# EXERCISE OBJECTIVE
Gather every line of the rows below that contains the string "forehead", matching case exactly.

Point-annotation data:
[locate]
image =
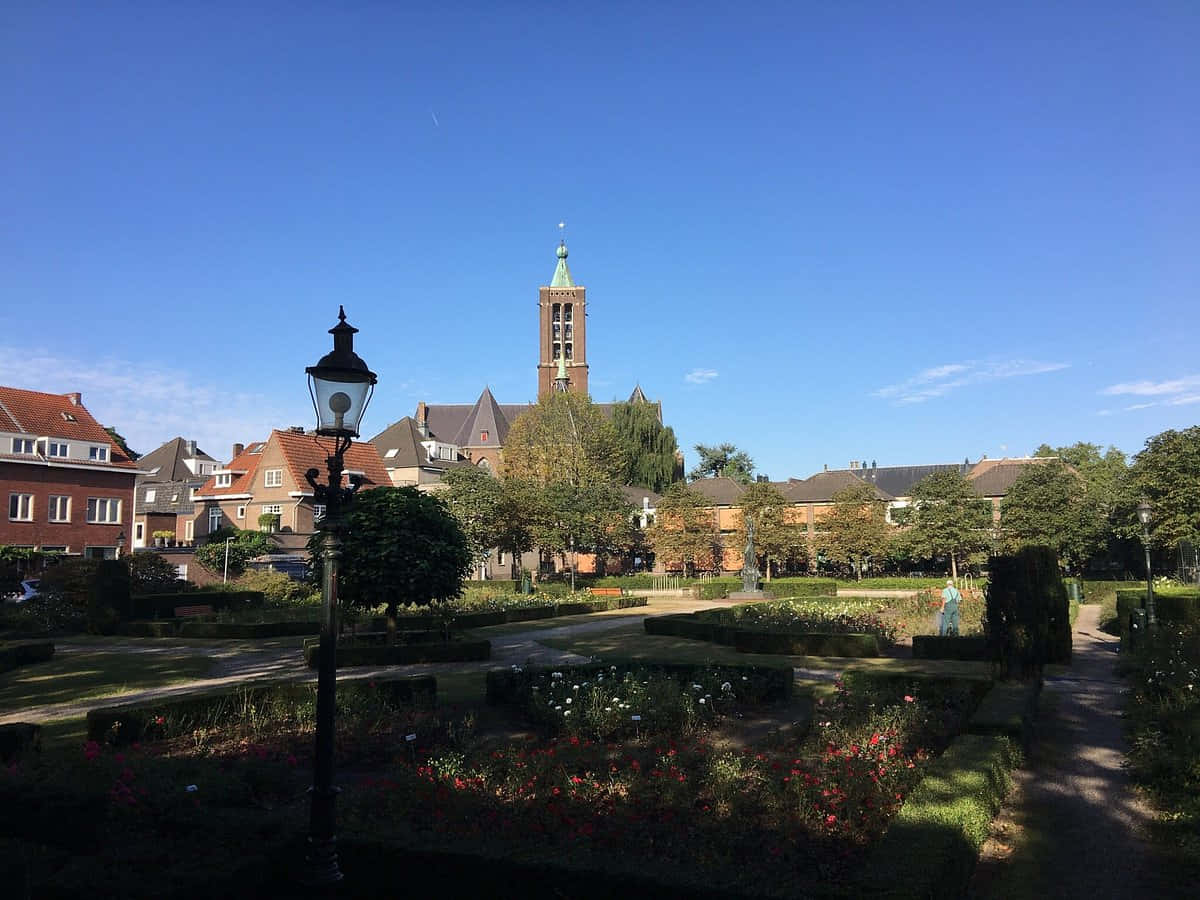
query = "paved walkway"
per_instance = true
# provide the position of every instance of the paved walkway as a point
(1074, 827)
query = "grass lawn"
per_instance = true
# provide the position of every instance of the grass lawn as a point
(90, 675)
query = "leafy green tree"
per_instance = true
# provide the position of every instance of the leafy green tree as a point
(723, 460)
(684, 531)
(244, 546)
(948, 519)
(649, 445)
(855, 529)
(564, 437)
(399, 546)
(1049, 505)
(1167, 473)
(120, 442)
(775, 535)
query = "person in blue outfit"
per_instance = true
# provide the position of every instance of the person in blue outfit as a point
(951, 600)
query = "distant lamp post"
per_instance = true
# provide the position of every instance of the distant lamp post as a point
(1144, 516)
(341, 387)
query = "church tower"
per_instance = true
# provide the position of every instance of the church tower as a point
(562, 333)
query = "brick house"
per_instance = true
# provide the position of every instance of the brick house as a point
(268, 479)
(67, 485)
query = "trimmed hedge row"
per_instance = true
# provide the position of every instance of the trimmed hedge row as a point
(509, 685)
(933, 845)
(402, 654)
(749, 640)
(138, 721)
(160, 606)
(22, 653)
(1180, 607)
(963, 647)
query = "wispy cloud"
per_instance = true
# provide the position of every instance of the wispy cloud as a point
(942, 379)
(150, 403)
(1170, 393)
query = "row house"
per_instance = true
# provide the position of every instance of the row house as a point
(264, 486)
(67, 485)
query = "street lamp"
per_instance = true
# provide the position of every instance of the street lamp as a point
(341, 387)
(1144, 516)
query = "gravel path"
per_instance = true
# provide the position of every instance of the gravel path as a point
(1074, 827)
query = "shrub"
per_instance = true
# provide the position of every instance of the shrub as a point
(1027, 619)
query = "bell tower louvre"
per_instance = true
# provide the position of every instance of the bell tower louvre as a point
(562, 331)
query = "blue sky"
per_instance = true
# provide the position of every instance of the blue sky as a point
(895, 232)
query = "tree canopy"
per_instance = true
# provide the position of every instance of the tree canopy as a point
(855, 529)
(948, 519)
(1167, 474)
(649, 447)
(684, 532)
(399, 546)
(723, 460)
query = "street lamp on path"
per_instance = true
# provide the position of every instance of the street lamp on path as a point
(341, 387)
(1144, 516)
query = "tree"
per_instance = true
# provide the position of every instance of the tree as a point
(244, 546)
(723, 460)
(684, 532)
(649, 445)
(775, 535)
(1167, 473)
(563, 437)
(855, 529)
(399, 546)
(1049, 505)
(948, 519)
(120, 442)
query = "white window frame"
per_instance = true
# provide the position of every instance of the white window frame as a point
(103, 510)
(55, 504)
(22, 504)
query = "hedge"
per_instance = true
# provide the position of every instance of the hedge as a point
(22, 653)
(155, 606)
(1179, 607)
(138, 721)
(810, 643)
(402, 654)
(963, 647)
(509, 685)
(933, 845)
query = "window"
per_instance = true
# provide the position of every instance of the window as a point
(21, 507)
(103, 510)
(60, 508)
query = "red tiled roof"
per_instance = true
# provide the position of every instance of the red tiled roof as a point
(245, 462)
(310, 451)
(47, 414)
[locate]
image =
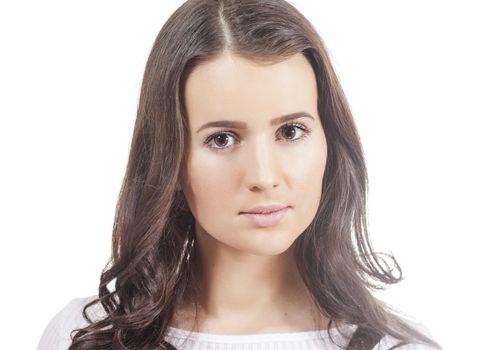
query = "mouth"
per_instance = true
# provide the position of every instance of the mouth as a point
(266, 219)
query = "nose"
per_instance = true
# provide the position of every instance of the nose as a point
(262, 168)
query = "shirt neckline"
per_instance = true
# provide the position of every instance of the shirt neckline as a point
(244, 338)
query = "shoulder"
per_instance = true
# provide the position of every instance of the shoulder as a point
(387, 342)
(56, 336)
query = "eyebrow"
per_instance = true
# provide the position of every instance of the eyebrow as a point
(242, 125)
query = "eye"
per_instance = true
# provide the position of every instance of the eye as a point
(220, 140)
(292, 128)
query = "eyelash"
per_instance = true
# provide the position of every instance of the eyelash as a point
(306, 132)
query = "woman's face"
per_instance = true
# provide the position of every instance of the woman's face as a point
(256, 160)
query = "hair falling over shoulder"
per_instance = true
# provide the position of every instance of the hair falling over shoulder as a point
(152, 265)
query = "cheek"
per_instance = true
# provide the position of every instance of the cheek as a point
(208, 183)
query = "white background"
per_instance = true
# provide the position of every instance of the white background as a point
(70, 75)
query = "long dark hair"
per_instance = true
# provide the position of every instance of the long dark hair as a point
(153, 245)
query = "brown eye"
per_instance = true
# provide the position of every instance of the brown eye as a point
(291, 132)
(222, 138)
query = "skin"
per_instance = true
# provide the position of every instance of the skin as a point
(249, 280)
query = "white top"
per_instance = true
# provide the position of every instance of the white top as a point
(56, 335)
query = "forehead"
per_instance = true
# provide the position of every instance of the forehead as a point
(234, 87)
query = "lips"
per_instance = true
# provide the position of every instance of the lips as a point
(267, 219)
(265, 209)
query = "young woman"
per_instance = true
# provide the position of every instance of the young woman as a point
(241, 221)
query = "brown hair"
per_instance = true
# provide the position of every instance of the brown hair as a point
(153, 247)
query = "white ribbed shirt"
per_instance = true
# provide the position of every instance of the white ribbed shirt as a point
(56, 335)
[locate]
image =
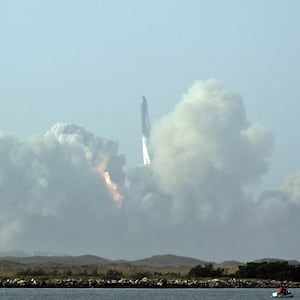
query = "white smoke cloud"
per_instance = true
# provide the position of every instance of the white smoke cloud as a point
(51, 192)
(195, 199)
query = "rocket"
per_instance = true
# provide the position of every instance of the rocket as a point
(145, 132)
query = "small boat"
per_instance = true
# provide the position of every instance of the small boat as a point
(285, 294)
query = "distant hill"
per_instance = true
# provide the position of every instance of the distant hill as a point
(168, 260)
(291, 262)
(21, 259)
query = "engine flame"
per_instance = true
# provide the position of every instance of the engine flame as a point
(112, 186)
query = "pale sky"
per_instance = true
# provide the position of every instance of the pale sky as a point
(90, 62)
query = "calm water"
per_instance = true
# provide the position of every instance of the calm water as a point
(133, 294)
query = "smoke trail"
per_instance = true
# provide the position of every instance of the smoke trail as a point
(195, 199)
(52, 195)
(206, 153)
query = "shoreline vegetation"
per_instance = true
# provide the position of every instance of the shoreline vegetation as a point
(144, 283)
(164, 271)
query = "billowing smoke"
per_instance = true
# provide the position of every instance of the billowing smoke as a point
(66, 191)
(53, 195)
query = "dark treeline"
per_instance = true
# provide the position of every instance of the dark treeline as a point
(264, 270)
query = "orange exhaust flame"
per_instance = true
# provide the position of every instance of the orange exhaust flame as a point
(112, 186)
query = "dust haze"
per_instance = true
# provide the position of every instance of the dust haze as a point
(67, 191)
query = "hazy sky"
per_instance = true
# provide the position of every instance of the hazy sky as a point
(89, 63)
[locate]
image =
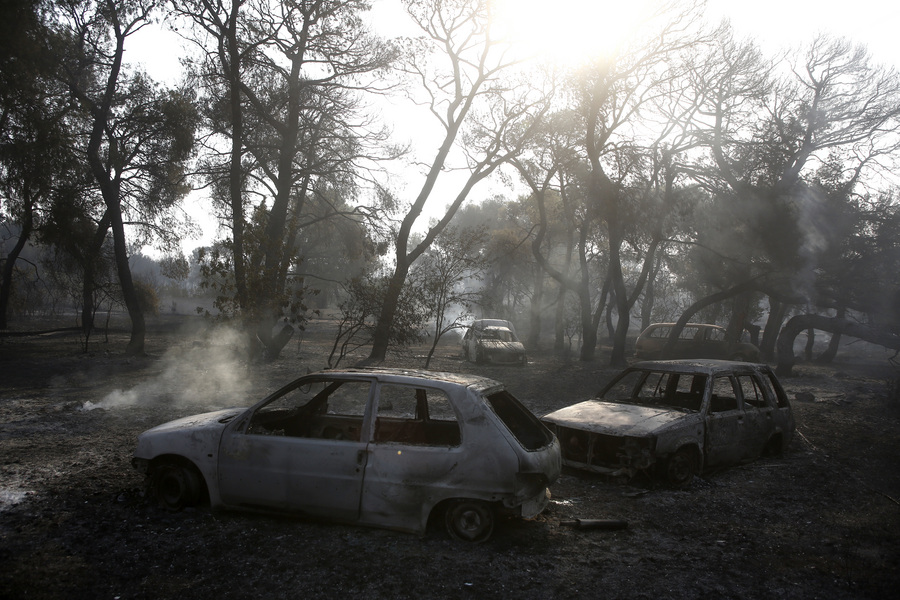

# OUTPUT FOR THIS EXERCISE
query = "forehead"
# provide the position of every instance of the forehead as a point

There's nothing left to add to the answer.